Page text.
— Begin —

New York is a fashion town. Actually, it’s a fashion capital in a $1.2 trillion industry. Since it’s also a technology hub and home to many of the major fashion brands and retailers, it was only a matter of time before the three converged into an accelerator program to foster some of the best emerging fashion tech that was naturally drawn to New York. That’s the idea behind the New York Fashion Tech Lab, a collaboration between the Partnership Fund for New York City, Kay Koplovitz’s Springboard Enterprises and major fashion retailers, is to focus on targeting early and growth stage companies that are innovating at the intersection of fashion, retail, and technology.
Three industries that all converges in New York, making it the natural home for the Lab.
Some 400 companies applied to participate in this inaugural program that was headed by Mark Chou, a Wharton grad who was Program Director for the FinTech Innovation Lab and who also formerly worked for Ralph Lauren. He was actually taking some time off when Partnership Fund President Maria Gotsch tapped him to take the Managing Director spot.
“Our main focus was to connect eight promising companies with nine of the biggest and most respected fashion retailers and brands,” said Chou. As with any good accelerator worth its salt, it’s all about mentorship, and pilot programs that resonate with businesses and the problems they need to solve.
You won’t find fashion here, but you will get a first look at some of the companies that are helping to reshape the fashion world and changing the way you buy clothes. And when you look at them in total, what you’ll also see is an the end-to-end fashion tech solution for brands, designers and retailers.

— End —

Provided material.
— Begin —

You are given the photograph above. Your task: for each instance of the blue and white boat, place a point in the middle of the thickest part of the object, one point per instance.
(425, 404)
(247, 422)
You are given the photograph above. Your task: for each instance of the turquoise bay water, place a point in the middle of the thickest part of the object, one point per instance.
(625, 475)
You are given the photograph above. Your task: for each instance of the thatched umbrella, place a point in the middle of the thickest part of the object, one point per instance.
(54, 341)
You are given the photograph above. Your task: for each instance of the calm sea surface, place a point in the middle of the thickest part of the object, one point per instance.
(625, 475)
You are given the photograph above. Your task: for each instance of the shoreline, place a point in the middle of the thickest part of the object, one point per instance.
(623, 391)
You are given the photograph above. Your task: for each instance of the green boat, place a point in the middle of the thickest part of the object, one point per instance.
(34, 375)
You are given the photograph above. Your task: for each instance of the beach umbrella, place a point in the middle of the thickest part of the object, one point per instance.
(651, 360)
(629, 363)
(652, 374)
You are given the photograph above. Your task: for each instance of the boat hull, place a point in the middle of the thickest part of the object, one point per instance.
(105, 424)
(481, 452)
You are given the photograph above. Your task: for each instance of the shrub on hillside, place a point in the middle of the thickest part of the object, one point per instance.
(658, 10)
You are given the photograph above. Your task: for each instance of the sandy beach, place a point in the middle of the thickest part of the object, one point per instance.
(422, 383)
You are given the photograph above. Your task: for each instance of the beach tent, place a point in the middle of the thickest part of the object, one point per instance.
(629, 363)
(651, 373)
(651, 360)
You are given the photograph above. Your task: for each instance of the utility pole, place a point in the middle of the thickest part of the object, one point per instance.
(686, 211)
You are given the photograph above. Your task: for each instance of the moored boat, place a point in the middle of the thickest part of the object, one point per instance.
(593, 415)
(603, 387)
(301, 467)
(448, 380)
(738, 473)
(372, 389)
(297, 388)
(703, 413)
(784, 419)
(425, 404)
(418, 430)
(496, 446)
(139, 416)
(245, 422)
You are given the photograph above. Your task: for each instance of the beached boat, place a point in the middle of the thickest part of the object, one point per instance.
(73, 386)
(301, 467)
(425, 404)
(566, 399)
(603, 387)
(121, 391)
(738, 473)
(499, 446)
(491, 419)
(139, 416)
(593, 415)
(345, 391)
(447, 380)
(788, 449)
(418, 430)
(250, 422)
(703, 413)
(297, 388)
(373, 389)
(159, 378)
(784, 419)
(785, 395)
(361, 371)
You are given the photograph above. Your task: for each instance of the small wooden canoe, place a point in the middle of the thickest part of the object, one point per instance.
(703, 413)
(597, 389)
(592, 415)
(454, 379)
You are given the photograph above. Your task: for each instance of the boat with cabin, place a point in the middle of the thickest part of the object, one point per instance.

— End —

Given instruction.
Extend the article on the New York Fashion Tech Lab, picking up after its last sentence. The records are separate material and are not part of the article.

Answer to the task.
MEET THE 8 HOTTEST FASHIONTECH COMPANIES IN NYC RIGHT NOW
Clothes Horse
If the shoe fits…Yeah, yeah, yeah, but it’s the clothes that make the person, and buying them online has been something of a crapshoot. Clothes Horse is solving that problem: the company’s core product is a recommendation engine that retails embed on their site and that recommends sizes, based on a shopper’s body details and favorite clothes – and of course, a predictive algorithm. The end result: a better fit, and a better fit means few returns, which has always been a headache for retailers.
“Our client have seen a 9-1/2% decrease in return 9% lift in revenue,” said co-founder Vikram Venkatraman, who is also a DreamIt Ventures Accelerator alum.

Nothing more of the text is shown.